## Text:
■ ■ ■
I don't know what's going to happen this week and neither do you. Not knowing is unsettling and you'd think by now we'd be used to it. One of the non-lethal but still upsetting things about The Pandemic is that we have no idea when it will end, how it will end, how it might get worse, what will be left after it ends, etc.
All the sites that aggregate polls are saying there's at least a 90% chance Joe Biden will get the most votes for the Electoral College and I'm at least that certain. None of them can tell us anything though about court challenges, honest counting, judicial decisions, etc. And we have only educated guesstimates of when we'll know who got how many votes. This is very much uncharted, unprecedented territory.
We also don't know how the inevitable anger by the losing side will manifest itself. Some folks will be livid but what will they do?
■ ■ ■
## Problem to work on:
Extend the post about the uncertainty of election week, starting right after its final sentence.

## Data under study:
■ ■ ■
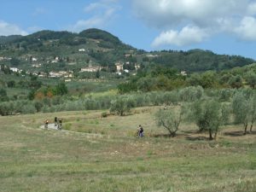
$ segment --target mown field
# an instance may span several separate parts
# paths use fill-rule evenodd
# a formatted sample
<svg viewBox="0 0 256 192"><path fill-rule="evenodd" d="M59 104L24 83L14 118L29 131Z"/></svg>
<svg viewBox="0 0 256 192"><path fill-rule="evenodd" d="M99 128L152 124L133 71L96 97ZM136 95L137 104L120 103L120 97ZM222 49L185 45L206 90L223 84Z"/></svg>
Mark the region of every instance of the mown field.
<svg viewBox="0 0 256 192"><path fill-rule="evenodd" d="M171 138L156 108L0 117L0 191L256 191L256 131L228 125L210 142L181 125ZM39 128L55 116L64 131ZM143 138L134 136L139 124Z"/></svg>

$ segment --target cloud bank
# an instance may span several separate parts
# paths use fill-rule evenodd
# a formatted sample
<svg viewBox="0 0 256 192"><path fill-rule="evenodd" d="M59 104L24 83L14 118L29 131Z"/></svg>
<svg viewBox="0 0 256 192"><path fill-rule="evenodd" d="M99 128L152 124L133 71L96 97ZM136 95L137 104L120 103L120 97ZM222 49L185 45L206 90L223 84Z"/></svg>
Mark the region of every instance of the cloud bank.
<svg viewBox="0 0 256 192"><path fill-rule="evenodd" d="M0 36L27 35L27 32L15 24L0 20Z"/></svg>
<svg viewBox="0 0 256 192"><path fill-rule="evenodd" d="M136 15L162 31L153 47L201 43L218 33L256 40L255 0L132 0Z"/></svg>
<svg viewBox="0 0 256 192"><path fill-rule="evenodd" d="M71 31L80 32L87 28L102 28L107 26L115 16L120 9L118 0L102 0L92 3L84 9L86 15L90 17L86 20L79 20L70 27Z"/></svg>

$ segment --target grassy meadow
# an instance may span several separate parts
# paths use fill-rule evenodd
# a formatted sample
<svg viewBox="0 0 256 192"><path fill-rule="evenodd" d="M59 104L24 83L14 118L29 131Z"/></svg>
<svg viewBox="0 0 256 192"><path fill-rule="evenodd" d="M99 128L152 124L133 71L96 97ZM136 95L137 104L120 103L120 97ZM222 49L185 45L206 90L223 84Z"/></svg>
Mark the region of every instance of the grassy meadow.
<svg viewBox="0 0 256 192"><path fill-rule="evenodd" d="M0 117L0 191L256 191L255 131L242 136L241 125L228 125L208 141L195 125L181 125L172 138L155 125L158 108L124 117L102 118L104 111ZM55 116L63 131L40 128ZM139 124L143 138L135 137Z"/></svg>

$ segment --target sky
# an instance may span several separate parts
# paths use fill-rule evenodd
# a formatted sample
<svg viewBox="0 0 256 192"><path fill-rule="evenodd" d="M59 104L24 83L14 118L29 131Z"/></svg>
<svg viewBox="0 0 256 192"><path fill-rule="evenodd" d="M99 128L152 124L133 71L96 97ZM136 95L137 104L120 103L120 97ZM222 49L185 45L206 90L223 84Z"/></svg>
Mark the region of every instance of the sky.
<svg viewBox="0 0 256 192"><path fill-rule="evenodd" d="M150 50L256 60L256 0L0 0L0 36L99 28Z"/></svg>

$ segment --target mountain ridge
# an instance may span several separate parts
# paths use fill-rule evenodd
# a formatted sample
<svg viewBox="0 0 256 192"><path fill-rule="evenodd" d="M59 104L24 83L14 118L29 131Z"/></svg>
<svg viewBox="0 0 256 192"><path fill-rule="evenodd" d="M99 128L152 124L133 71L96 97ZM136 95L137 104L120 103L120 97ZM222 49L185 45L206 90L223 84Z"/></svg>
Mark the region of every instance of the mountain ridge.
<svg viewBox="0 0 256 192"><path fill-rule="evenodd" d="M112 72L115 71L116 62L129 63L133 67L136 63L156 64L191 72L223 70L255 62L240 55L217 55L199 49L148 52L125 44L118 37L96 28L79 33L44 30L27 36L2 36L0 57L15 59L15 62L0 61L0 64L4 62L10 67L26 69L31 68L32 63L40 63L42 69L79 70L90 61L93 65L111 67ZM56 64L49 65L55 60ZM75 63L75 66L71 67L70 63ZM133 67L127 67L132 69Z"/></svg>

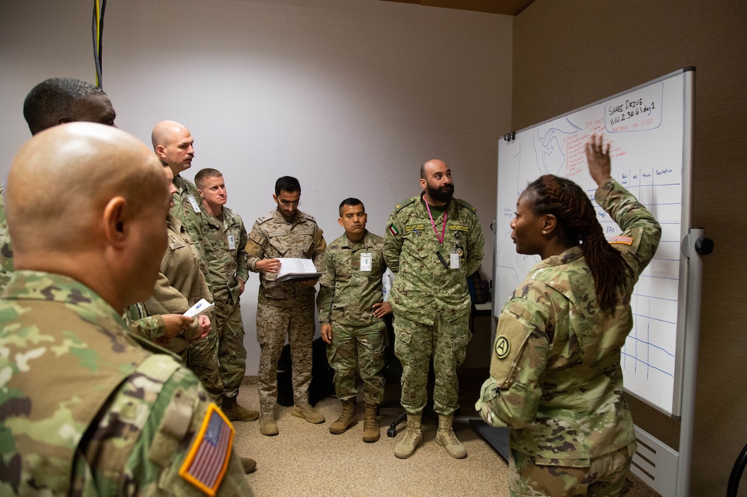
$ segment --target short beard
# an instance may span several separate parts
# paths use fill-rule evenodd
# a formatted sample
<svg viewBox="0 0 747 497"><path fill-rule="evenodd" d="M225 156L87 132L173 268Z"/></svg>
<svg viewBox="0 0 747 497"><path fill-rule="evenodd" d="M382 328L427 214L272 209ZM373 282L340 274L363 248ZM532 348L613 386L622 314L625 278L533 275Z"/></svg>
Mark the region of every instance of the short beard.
■ ■ ■
## Result of the task:
In situations like this, I think it helps to acknowledge the uncertainty and not try to predict too much when you simply can't know. You just frustrate yourself when you decide A will happen, then B, then either C or D and finally, probably E. You frustrate yourself because then R happens and it somehow leads to J and then to some letter in the Greek alphabet…and just when you thought you had it all figured out. But you didn't.
Try not to think too much about it. There are way too many crazy theories and projections and folks who say they have it all figured out but they don't. "I don't know what's going to happen" is a perfectly acceptable way to face a situation. It's the truth more often than some of us like to admit.